* [Work order]: Extract all lines from the data beneath that include the word "rough".

- Opening Delimiter -

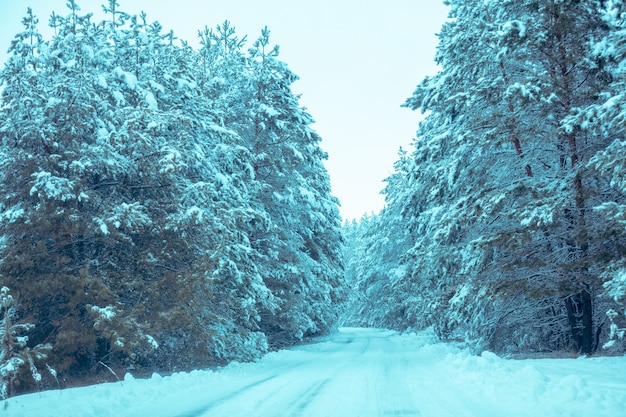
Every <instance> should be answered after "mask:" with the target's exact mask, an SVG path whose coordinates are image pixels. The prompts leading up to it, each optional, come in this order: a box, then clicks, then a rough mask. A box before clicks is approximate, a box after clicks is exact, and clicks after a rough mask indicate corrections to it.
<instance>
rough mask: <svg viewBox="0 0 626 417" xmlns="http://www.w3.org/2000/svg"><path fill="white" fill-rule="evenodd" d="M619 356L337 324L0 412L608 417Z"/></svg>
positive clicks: (14, 397) (26, 398) (134, 414)
mask: <svg viewBox="0 0 626 417" xmlns="http://www.w3.org/2000/svg"><path fill="white" fill-rule="evenodd" d="M625 366H626V357H593V358H577V359H533V360H511V359H503V358H500V357H498V356H496V355H495V354H493V353H490V352H484V353H482V354H481V355H479V356H476V355H471V354H470V353H469V352H468V351H467V350H465V349H463V348H462V347H460V346H459V345H451V344H443V343H439V342H437V341H435V339H434V337H433V336H432V333H430V332H422V333H418V334H404V335H400V334H398V333H396V332H392V331H386V330H375V329H356V328H344V329H341V330H340V332H339V333H337V334H336V335H334V336H332V337H328V338H325V339H322V340H319V341H318V342H317V343H315V344H311V345H306V346H301V347H297V348H294V349H291V350H284V351H279V352H274V353H270V354H268V355H266V356H265V357H263V358H262V359H260V360H259V361H257V362H255V363H249V364H240V363H232V364H231V365H229V366H227V367H225V368H222V369H219V370H217V371H193V372H189V373H176V374H173V375H171V376H161V375H158V374H154V375H153V376H152V378H149V379H136V378H134V377H133V376H132V375H128V374H127V375H126V376H125V377H124V379H123V381H119V382H116V383H106V384H101V385H95V386H89V387H83V388H73V389H66V390H62V391H59V390H57V391H45V392H42V393H35V394H28V395H23V396H19V397H14V398H10V399H9V400H8V403H7V405H8V408H7V409H6V410H4V414H3V415H4V416H7V417H17V416H30V417H44V416H60V415H63V416H82V417H90V416H98V417H109V416H110V417H113V416H115V417H118V416H149V417H158V416H197V417H202V416H211V417H220V416H224V417H226V416H228V417H237V416H296V415H297V416H324V417H331V416H342V417H349V416H355V417H356V416H359V417H368V416H385V415H403V416H428V417H438V416H442V417H443V416H455V417H459V416H460V417H463V416H466V417H469V416H477V417H491V416H493V417H501V416H507V417H516V416H517V417H521V416H542V417H552V416H554V417H557V416H558V417H568V416H580V415H590V416H594V417H616V416H623V415H625V414H626V408H625V407H626V373H625V372H624V369H625Z"/></svg>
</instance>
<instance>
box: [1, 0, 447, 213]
mask: <svg viewBox="0 0 626 417" xmlns="http://www.w3.org/2000/svg"><path fill="white" fill-rule="evenodd" d="M105 2H106V0H77V4H78V5H79V6H80V7H81V9H82V11H83V12H85V13H87V12H90V13H91V12H93V13H94V14H95V16H96V21H100V19H101V18H102V13H101V10H102V8H101V5H102V4H104V3H105ZM442 2H443V0H384V1H383V0H378V1H374V0H220V1H214V0H173V1H170V0H167V1H166V0H163V1H161V0H118V3H119V4H120V9H121V10H122V11H125V12H127V13H131V14H136V13H139V12H140V11H145V12H146V13H147V15H148V20H149V21H154V20H158V21H159V22H160V23H161V24H162V25H163V27H164V30H170V29H173V30H174V33H175V35H176V36H178V37H179V38H181V39H184V40H187V41H188V42H190V44H191V45H192V46H196V45H197V31H198V29H201V28H204V26H209V27H215V26H216V25H217V24H220V23H222V22H223V21H224V20H229V21H231V23H232V24H233V25H234V26H235V28H236V29H237V32H238V33H239V34H240V36H244V35H248V39H249V40H254V39H256V38H257V37H258V35H259V34H260V31H261V29H262V28H263V27H264V26H268V27H269V29H270V31H271V38H270V39H271V41H272V42H273V43H275V44H278V45H280V48H281V49H280V51H281V55H280V58H281V59H282V60H283V61H285V62H286V63H287V64H288V65H289V67H290V68H291V69H292V70H293V71H294V72H295V73H296V74H298V75H299V76H300V80H299V81H298V82H297V83H295V84H294V86H293V89H294V91H295V92H296V93H299V94H302V97H301V104H302V105H303V106H304V107H306V108H307V109H308V111H309V112H310V113H311V115H312V116H313V118H314V119H315V120H316V123H315V125H314V126H313V128H314V129H315V130H317V132H318V133H319V134H320V135H321V137H322V138H323V142H322V147H323V149H324V150H325V151H326V152H328V154H329V160H328V161H327V163H326V167H327V169H328V172H329V174H330V178H331V185H332V189H333V194H334V195H335V196H336V197H338V198H339V199H340V201H341V205H342V206H341V215H342V217H343V218H344V219H347V220H350V219H353V218H357V219H358V218H360V217H361V216H362V215H363V214H366V213H367V214H369V213H371V212H377V211H378V210H380V209H381V208H382V207H383V204H384V198H383V196H382V195H380V190H381V189H382V188H383V186H384V183H383V182H382V180H383V179H384V178H386V177H387V176H388V175H389V174H390V173H391V172H392V171H393V163H394V162H395V160H396V159H397V152H398V148H399V147H400V146H403V147H405V148H407V147H408V145H409V143H410V142H411V140H412V138H413V137H414V135H415V131H416V129H417V124H418V121H419V117H420V115H419V114H418V113H417V112H413V111H411V110H408V109H405V108H401V107H400V105H401V104H402V103H403V102H404V101H405V100H406V98H407V97H409V96H410V95H411V93H412V92H413V90H414V88H415V86H416V85H417V84H418V83H419V82H420V81H421V80H422V78H424V76H426V75H432V74H434V73H435V72H436V67H435V64H434V61H433V58H434V55H435V50H436V45H437V38H436V36H435V33H437V32H438V31H439V29H440V27H441V25H442V24H443V22H444V20H445V17H446V14H447V8H446V7H444V6H443V4H442ZM65 3H66V0H0V52H1V53H2V54H1V55H0V59H1V60H2V62H4V60H5V59H6V55H5V54H4V52H5V51H6V49H7V48H8V46H9V43H10V41H11V39H12V38H13V36H14V35H15V34H16V33H17V32H18V31H20V30H21V27H22V26H21V19H22V17H23V16H24V14H25V12H26V8H27V7H28V6H30V7H32V8H33V11H34V12H35V14H36V15H37V16H38V17H39V20H40V26H41V29H40V30H42V31H43V30H45V29H46V28H47V23H48V18H49V16H50V12H51V11H52V10H54V11H56V12H57V13H58V14H63V15H65V14H67V10H68V9H67V8H66V7H65Z"/></svg>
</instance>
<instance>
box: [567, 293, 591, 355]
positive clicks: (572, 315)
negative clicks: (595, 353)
mask: <svg viewBox="0 0 626 417" xmlns="http://www.w3.org/2000/svg"><path fill="white" fill-rule="evenodd" d="M565 308H566V309H567V319H568V321H569V325H570V329H571V332H572V335H571V337H572V341H573V342H574V345H575V346H576V350H578V351H579V352H580V353H582V354H585V355H589V354H591V353H593V305H592V302H591V294H590V293H589V291H587V290H582V291H581V292H579V293H577V294H574V295H570V296H569V297H567V298H566V299H565Z"/></svg>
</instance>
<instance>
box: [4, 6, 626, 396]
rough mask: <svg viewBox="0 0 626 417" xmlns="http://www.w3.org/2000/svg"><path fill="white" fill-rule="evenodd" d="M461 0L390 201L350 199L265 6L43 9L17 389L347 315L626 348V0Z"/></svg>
mask: <svg viewBox="0 0 626 417" xmlns="http://www.w3.org/2000/svg"><path fill="white" fill-rule="evenodd" d="M446 3H447V4H448V5H449V7H450V15H449V19H448V20H447V21H446V23H445V24H444V25H443V27H442V28H441V30H440V32H439V35H438V36H439V41H440V43H439V47H438V52H437V55H436V61H437V63H438V64H439V72H438V73H437V74H436V75H434V76H432V77H427V78H426V79H424V80H421V81H420V80H415V82H416V83H418V84H417V88H416V89H415V91H414V92H413V93H412V95H411V92H410V91H407V96H410V97H409V98H408V99H407V100H406V102H405V103H404V106H405V107H407V108H408V109H411V110H415V111H421V112H423V113H424V119H423V121H422V122H421V123H420V124H419V126H416V127H415V128H416V129H417V132H416V133H414V132H407V136H409V137H410V136H411V135H413V134H414V135H415V136H414V140H413V142H412V146H411V148H410V149H406V150H400V151H399V153H398V160H397V162H396V164H395V166H394V172H393V174H392V175H390V176H389V177H388V178H387V179H386V180H385V184H386V185H385V188H384V190H383V193H384V195H385V196H386V206H385V208H384V209H382V210H381V211H380V212H379V213H377V214H373V215H371V216H365V217H363V218H362V219H360V220H358V221H349V222H344V223H342V219H341V218H340V215H339V205H340V202H339V201H338V200H337V199H336V198H335V197H334V196H333V195H332V192H331V187H330V180H329V176H328V173H327V171H326V169H325V167H324V160H325V159H326V158H327V155H326V153H325V152H324V151H323V150H322V147H321V146H320V142H321V139H322V138H321V137H320V136H319V135H318V134H317V133H316V131H315V130H314V129H313V128H312V127H311V125H312V123H313V117H312V116H311V115H310V114H309V113H308V112H307V111H306V109H304V108H303V107H301V105H300V104H299V96H298V95H296V94H294V93H293V91H292V89H291V85H292V83H293V82H295V81H296V80H297V79H298V76H297V75H296V74H294V73H293V72H292V71H291V70H290V69H289V67H288V65H287V64H286V63H284V62H283V61H281V60H280V57H279V48H278V46H275V45H274V44H273V43H272V40H271V39H270V31H269V29H268V28H264V29H262V30H260V34H259V36H258V37H256V38H255V39H252V40H251V41H249V40H248V39H247V37H246V36H245V35H242V34H239V33H237V31H236V30H235V28H234V26H233V25H232V24H231V23H230V22H228V21H226V22H223V23H221V24H218V25H217V26H215V27H214V28H212V29H211V28H209V27H206V28H204V29H200V30H199V31H198V37H199V40H200V46H199V47H198V48H195V47H192V46H190V44H189V43H187V42H185V41H184V40H182V41H181V40H178V39H177V38H176V36H175V34H174V33H173V32H165V31H164V30H163V27H162V26H161V24H159V23H158V22H153V21H151V20H150V19H149V15H147V14H141V15H129V14H127V13H125V12H124V11H123V7H122V6H120V5H119V3H118V1H116V0H108V2H106V6H104V7H103V8H104V11H105V12H106V16H107V17H106V19H105V20H102V21H94V19H93V17H92V14H90V13H89V11H83V10H80V8H79V7H78V4H77V2H76V1H75V0H68V1H67V7H66V8H65V9H64V10H63V11H61V12H59V13H58V14H56V13H55V14H53V15H52V16H50V17H49V20H47V22H46V23H47V25H48V30H46V33H48V31H49V29H52V31H51V33H52V35H51V36H44V35H43V34H42V33H43V32H44V31H43V30H42V29H43V26H44V25H42V22H40V20H41V19H43V18H44V17H43V16H37V15H36V14H35V12H34V11H33V10H31V9H28V11H27V13H26V14H25V16H24V18H23V21H22V23H23V30H22V31H21V32H20V33H17V34H15V36H14V38H13V40H12V41H11V43H10V50H9V52H10V55H9V58H8V59H7V61H6V63H5V64H4V67H3V69H2V71H1V73H0V83H1V84H0V93H1V105H0V164H1V165H2V166H1V169H0V287H1V288H2V291H1V292H0V308H1V311H0V325H1V326H0V343H1V346H0V375H1V377H2V386H1V388H2V391H1V392H0V396H1V397H6V396H8V395H13V393H19V392H26V391H32V390H35V389H37V388H40V387H42V386H43V387H44V388H45V387H57V386H59V385H67V386H70V385H75V384H84V383H94V382H100V381H104V380H115V378H118V376H121V375H123V374H124V373H125V372H128V371H131V370H132V371H133V373H136V374H138V375H150V374H151V373H153V372H156V371H159V372H165V373H167V372H174V371H179V370H191V369H198V368H207V367H214V366H219V365H223V364H226V363H228V362H231V361H251V360H255V359H257V358H259V357H260V356H262V355H263V354H265V353H267V352H268V351H271V350H277V349H280V348H284V347H289V346H293V345H295V344H298V343H302V342H304V341H307V340H309V339H310V338H312V337H315V336H323V335H327V334H329V333H331V332H333V331H334V330H335V329H336V328H337V327H338V326H341V325H350V326H363V327H377V328H386V329H395V330H401V331H404V330H420V329H427V328H432V329H433V330H434V333H435V334H436V335H437V336H438V337H439V338H441V339H442V340H455V341H462V342H463V343H465V344H467V346H469V347H470V348H471V349H473V350H475V351H477V352H480V351H483V350H490V351H493V352H496V353H498V354H510V355H520V356H523V355H526V356H528V355H534V354H544V355H545V354H550V355H557V356H558V355H567V354H571V353H572V352H576V353H581V354H586V355H603V354H623V353H624V351H625V348H626V342H625V341H624V339H623V336H624V333H625V332H626V319H625V317H624V314H625V313H626V310H625V309H626V136H625V135H626V94H625V93H624V92H625V91H626V90H625V88H626V21H625V19H626V3H623V2H622V0H588V1H580V0H515V1H512V0H502V1H495V0H446ZM148 12H149V11H148ZM381 82H384V81H382V80H381ZM400 104H401V103H398V105H400ZM381 140H384V138H381Z"/></svg>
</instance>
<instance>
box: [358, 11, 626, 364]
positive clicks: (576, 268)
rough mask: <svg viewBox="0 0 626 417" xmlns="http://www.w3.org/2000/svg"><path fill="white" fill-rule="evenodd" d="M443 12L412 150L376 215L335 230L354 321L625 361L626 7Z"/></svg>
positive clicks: (523, 347)
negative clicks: (378, 214) (442, 24)
mask: <svg viewBox="0 0 626 417" xmlns="http://www.w3.org/2000/svg"><path fill="white" fill-rule="evenodd" d="M448 3H449V5H450V7H451V11H450V15H449V17H450V19H449V20H448V21H447V22H446V23H445V24H444V26H443V27H442V29H441V32H440V34H439V38H440V44H439V48H438V53H437V57H436V60H437V62H438V63H439V65H440V68H441V69H440V71H439V73H438V74H437V75H435V76H434V77H430V78H426V79H425V80H423V81H422V82H421V83H420V84H419V85H418V87H417V89H416V90H415V92H414V93H413V95H412V96H411V97H410V98H409V99H408V100H407V102H406V104H405V106H406V107H409V108H411V109H414V110H417V109H421V110H422V112H427V115H426V117H425V120H424V121H423V122H422V123H421V124H420V126H419V130H418V132H417V137H416V139H415V140H414V142H413V149H412V150H411V152H410V153H404V152H403V153H401V155H400V158H399V160H398V162H397V164H396V170H395V173H394V174H393V175H392V176H390V177H389V178H388V180H387V186H386V189H385V191H384V192H385V194H386V196H387V205H386V208H385V209H384V210H383V211H382V212H381V213H380V215H378V216H373V217H370V218H365V219H363V220H362V221H361V222H360V223H358V224H356V223H354V224H349V225H347V228H346V230H347V233H348V241H350V242H351V243H350V245H351V246H350V247H348V248H347V252H348V259H347V265H346V267H347V272H348V277H349V278H350V280H351V282H352V283H353V285H355V286H356V287H357V288H359V290H360V293H361V299H360V301H359V303H358V304H357V305H356V306H355V308H354V311H353V316H352V320H353V321H354V322H357V323H360V324H367V325H375V326H382V327H392V328H397V329H407V328H418V329H420V328H425V327H429V326H432V327H434V329H435V330H436V331H437V333H438V334H439V335H440V336H441V337H443V338H448V339H455V340H458V339H462V340H465V341H466V342H468V343H469V344H470V345H471V346H473V347H474V348H475V349H476V350H478V351H480V350H482V349H490V350H493V351H496V352H501V353H519V352H522V353H530V352H550V351H577V352H581V353H585V354H589V353H593V352H598V351H600V350H601V349H602V348H603V347H604V352H622V351H623V350H624V341H623V340H622V339H621V337H622V336H623V334H624V327H625V326H624V312H625V301H626V297H625V293H626V278H625V277H626V239H625V238H626V228H625V224H626V141H625V139H624V132H625V130H626V123H625V121H626V98H625V96H624V91H625V90H624V88H625V87H626V83H625V81H626V73H625V72H624V68H625V65H626V48H625V47H624V45H625V42H626V31H625V26H624V24H625V23H624V22H625V20H624V18H626V5H624V4H623V3H622V1H618V0H615V1H598V0H596V1H574V0H565V1H556V0H539V1H537V0H532V1H530V0H528V1H525V0H522V1H520V0H516V1H483V0H462V1H461V0H451V1H449V2H448ZM351 253H352V254H353V255H352V256H350V254H351ZM363 255H364V256H363Z"/></svg>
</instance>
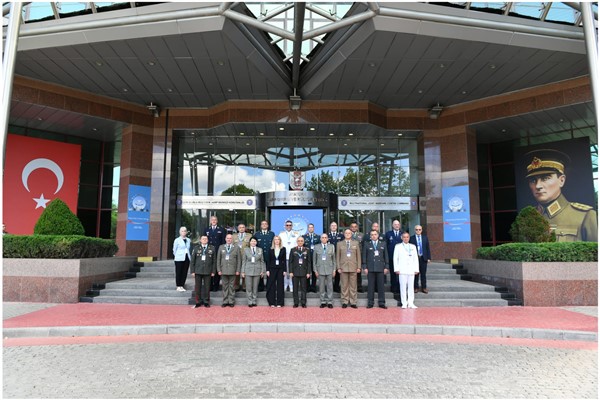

- Closing Delimiter -

* [Solution for this task]:
Every <instance> should be answered after "mask:" with the target's exact mask, an SVG path whose coordinates are image pixels. The prompts leading up to it, each optional, come in this order: a box, then clicks, then a rough mask. A box before clicks is approximate, a box after clicks is exact, and clicks after a rough mask indicate corrections to it.
rough mask: <svg viewBox="0 0 626 417" xmlns="http://www.w3.org/2000/svg"><path fill="white" fill-rule="evenodd" d="M619 356L337 324L0 412L608 417Z"/></svg>
rough mask: <svg viewBox="0 0 626 417" xmlns="http://www.w3.org/2000/svg"><path fill="white" fill-rule="evenodd" d="M461 0L390 201L350 199L265 6L43 9L17 389L347 315L626 348V0Z"/></svg>
rough mask: <svg viewBox="0 0 626 417" xmlns="http://www.w3.org/2000/svg"><path fill="white" fill-rule="evenodd" d="M443 12L412 150L376 215L335 230L354 321L625 361L626 7Z"/></svg>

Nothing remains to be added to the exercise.